• PASSAGE PROVIDED:
My heart is in it for Jeff…and the Purple Balloon

Home Our Hearts Are In It Because… My heart is in it for Jeff…and the Purple Balloon

The author’s late brother, Jeff Benjamin.

The author’s late brother, Jeff Benjamin.

My brother, Jeff, and I were five years apart. When you’re 8 and your brother is 13, you want his world in yours. The cool teen with the cutest friends!

Although we weren’t very close while growing up he was always my hero. My incredibly smart, handsome and funny older brother could do everything! As we grew older, we found that we had a lot in common and the difference in our ages gradually disappeared. Eventually, we became the closest of friends. I loved my brother very much.

Jeff was 50 when he was diagnosed with a “gallbladder” problem. However, when he went in for surgery, the doctor found that it wasn’t his gallbladder, but his pancreas. None of us even knew what a pancreas was. Was it kin to the appendix? What purpose did it serve? Sadly we learned more than we could have ever imagined about this insidious six inch gland buried deep within the body. But, my brother was one of the fortunate ones. In October of 2000 he was able to have the Whipple procedure to remove a cancerous growth from the head of his pancreas. He recovered and eventually went back to work and living his life again.

Siblings at home on the back porch, Los Angeles, CA.

Siblings at home on the back porch, Los Angeles, CA.

(Stored data entries)
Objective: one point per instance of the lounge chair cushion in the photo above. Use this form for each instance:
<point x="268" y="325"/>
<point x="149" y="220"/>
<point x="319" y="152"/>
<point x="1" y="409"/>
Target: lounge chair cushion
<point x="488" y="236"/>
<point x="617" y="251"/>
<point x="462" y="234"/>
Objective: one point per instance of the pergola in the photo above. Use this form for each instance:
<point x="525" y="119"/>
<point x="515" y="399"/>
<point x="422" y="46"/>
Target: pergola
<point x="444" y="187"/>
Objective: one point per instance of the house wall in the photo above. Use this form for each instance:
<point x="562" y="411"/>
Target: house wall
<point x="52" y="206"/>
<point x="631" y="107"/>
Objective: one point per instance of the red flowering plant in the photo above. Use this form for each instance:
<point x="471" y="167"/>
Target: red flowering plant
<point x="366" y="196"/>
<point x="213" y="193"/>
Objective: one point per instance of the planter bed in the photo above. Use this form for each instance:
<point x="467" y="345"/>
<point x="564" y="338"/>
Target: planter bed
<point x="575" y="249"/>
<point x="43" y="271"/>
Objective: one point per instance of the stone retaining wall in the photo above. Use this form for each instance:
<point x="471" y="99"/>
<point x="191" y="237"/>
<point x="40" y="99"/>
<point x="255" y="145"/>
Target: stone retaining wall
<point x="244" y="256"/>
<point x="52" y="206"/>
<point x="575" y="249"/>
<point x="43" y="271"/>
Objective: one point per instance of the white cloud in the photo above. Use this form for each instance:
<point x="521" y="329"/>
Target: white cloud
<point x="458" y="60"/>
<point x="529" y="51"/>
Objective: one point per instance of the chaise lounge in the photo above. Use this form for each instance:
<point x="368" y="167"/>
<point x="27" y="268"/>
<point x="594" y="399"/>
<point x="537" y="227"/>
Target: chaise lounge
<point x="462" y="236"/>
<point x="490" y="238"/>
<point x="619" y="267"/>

• TRY IT: Reproduce word for word the part of the passage about the author's brother Jeff from "Although we weren’t" to "brother very much.".

• REPLY:
Although we weren’t very close while growing up he was always my hero. My incredibly smart, handsome and funny older brother could do everything! As we grew older, we found that we had a lot in common and the difference in our ages gradually disappeared. Eventually, we became the closest of friends. I loved my brother very much.